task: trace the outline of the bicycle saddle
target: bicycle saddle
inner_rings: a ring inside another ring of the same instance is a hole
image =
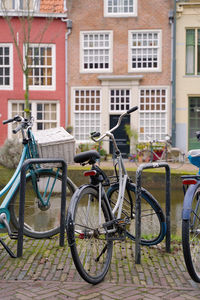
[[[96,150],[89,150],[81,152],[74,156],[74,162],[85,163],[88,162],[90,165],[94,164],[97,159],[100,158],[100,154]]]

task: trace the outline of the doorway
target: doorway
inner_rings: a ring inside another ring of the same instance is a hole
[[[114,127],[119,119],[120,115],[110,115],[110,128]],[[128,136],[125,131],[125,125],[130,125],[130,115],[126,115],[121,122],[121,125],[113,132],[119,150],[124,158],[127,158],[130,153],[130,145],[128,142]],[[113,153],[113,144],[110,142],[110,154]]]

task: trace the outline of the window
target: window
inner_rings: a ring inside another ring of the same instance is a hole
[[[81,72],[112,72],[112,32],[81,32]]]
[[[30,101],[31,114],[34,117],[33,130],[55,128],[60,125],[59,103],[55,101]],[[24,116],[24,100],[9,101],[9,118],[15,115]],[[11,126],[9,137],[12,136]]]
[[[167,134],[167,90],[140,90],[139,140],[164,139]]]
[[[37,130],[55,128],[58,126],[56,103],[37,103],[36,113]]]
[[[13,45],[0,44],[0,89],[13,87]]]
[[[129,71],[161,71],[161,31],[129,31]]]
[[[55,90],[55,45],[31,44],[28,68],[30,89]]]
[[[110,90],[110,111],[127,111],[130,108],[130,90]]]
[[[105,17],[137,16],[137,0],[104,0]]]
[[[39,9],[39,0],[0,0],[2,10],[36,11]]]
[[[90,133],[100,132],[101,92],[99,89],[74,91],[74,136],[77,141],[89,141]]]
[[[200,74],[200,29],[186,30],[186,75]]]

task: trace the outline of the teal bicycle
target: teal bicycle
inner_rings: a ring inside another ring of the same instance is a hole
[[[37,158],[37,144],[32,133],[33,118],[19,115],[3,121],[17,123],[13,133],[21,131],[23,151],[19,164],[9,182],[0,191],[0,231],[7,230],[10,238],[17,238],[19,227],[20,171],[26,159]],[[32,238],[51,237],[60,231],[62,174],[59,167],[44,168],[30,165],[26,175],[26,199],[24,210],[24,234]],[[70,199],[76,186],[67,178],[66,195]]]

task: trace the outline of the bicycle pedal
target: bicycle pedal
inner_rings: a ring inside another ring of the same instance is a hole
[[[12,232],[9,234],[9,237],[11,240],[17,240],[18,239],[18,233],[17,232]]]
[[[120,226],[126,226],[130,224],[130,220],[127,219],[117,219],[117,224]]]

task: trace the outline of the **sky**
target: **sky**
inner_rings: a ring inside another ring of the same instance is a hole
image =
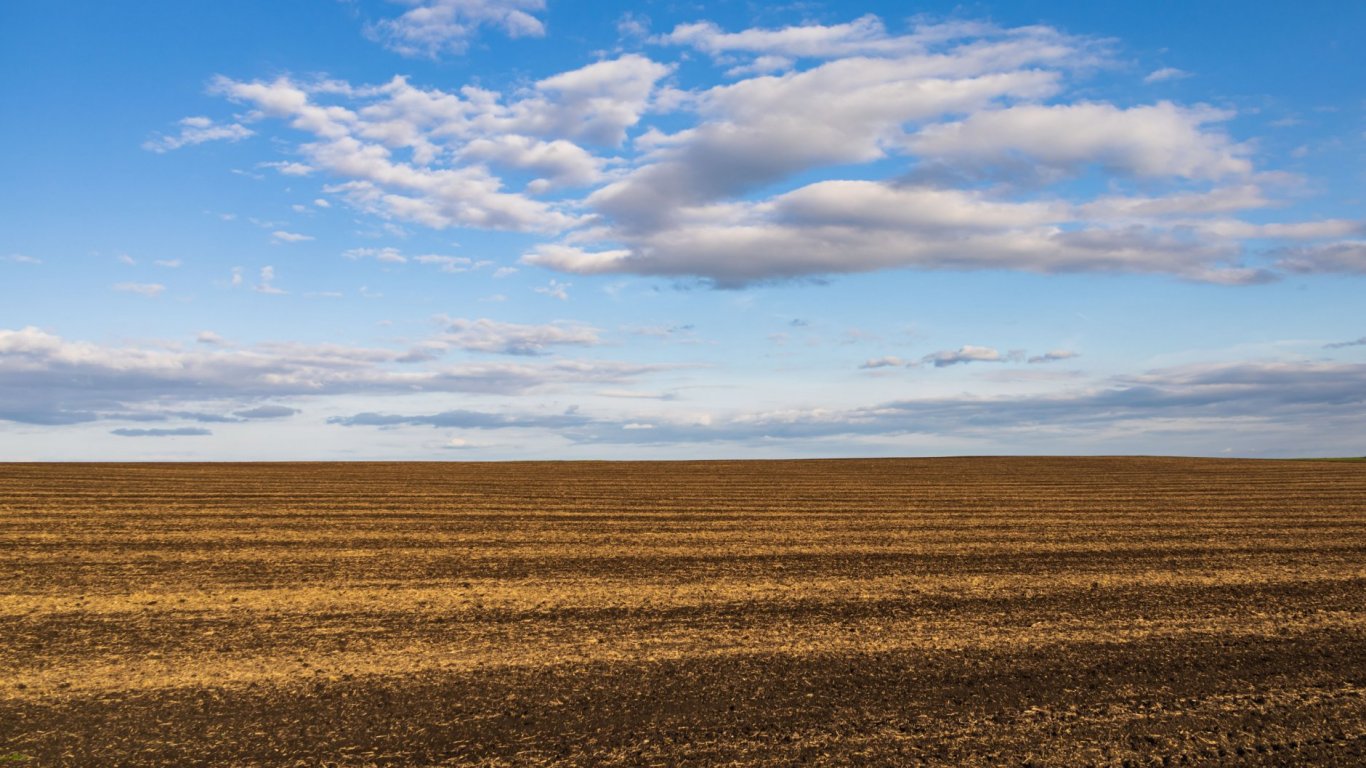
==
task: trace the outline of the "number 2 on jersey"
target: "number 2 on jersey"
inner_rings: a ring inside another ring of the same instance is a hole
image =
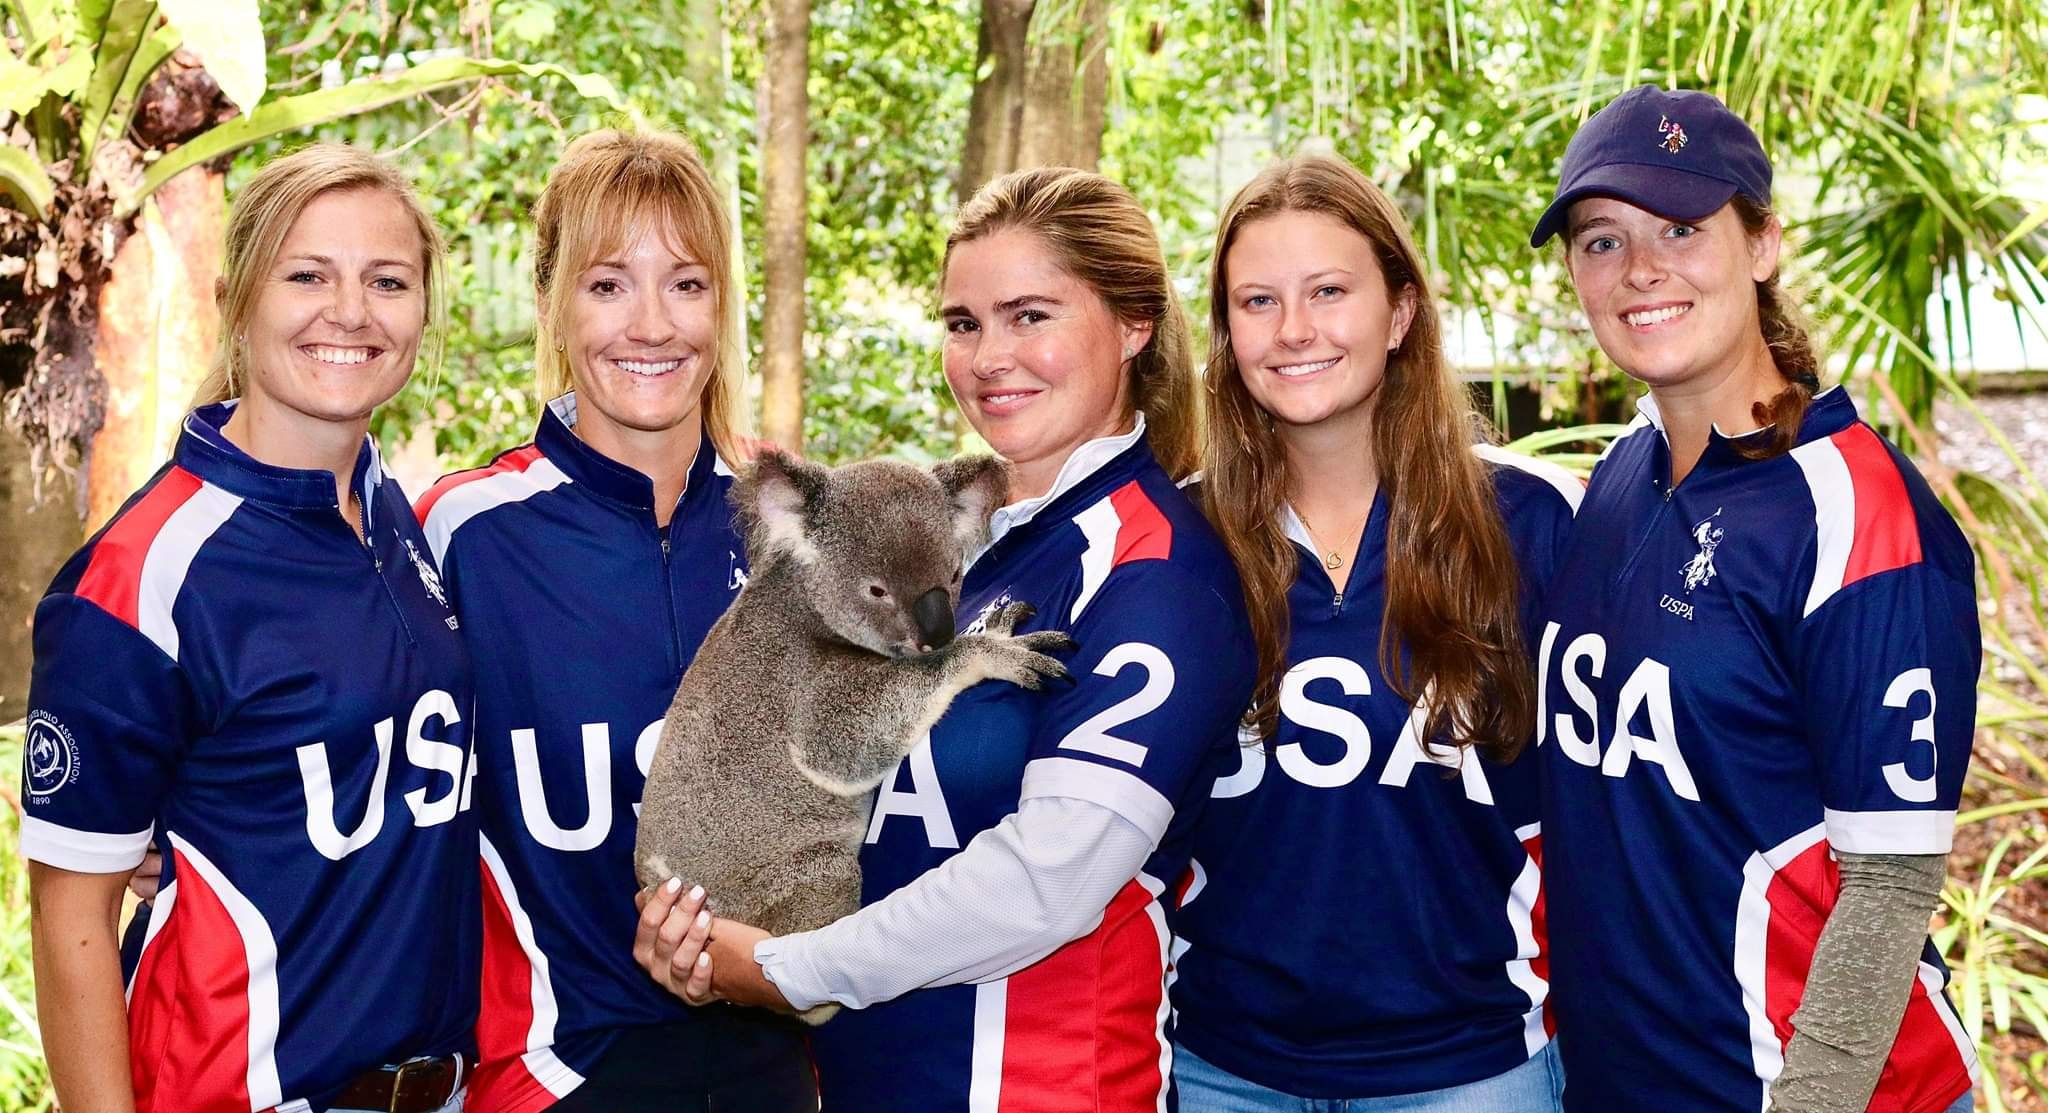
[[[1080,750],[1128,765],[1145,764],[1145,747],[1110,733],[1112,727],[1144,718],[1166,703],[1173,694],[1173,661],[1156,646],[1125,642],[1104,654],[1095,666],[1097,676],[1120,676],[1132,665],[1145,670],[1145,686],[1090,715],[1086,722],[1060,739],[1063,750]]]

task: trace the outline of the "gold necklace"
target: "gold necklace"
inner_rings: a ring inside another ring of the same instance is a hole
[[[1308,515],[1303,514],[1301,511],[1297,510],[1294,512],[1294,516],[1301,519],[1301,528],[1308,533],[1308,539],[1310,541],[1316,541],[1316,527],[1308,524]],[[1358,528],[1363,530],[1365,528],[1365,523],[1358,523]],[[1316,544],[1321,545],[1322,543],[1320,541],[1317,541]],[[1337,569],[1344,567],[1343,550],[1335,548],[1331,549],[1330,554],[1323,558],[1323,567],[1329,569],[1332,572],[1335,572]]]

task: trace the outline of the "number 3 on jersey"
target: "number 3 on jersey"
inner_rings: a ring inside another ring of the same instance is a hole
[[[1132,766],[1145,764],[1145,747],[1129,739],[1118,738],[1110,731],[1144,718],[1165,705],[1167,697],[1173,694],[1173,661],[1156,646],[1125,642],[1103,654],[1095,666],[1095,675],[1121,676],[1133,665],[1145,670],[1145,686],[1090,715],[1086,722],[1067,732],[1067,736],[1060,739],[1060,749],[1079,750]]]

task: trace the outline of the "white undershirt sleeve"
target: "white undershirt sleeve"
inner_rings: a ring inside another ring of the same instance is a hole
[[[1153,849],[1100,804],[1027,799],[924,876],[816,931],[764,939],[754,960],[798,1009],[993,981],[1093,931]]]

**Problem to solve:** Retrieve every line above holding the word "doorway".

**Output for this task:**
task: trace the outline of the doorway
target: doorway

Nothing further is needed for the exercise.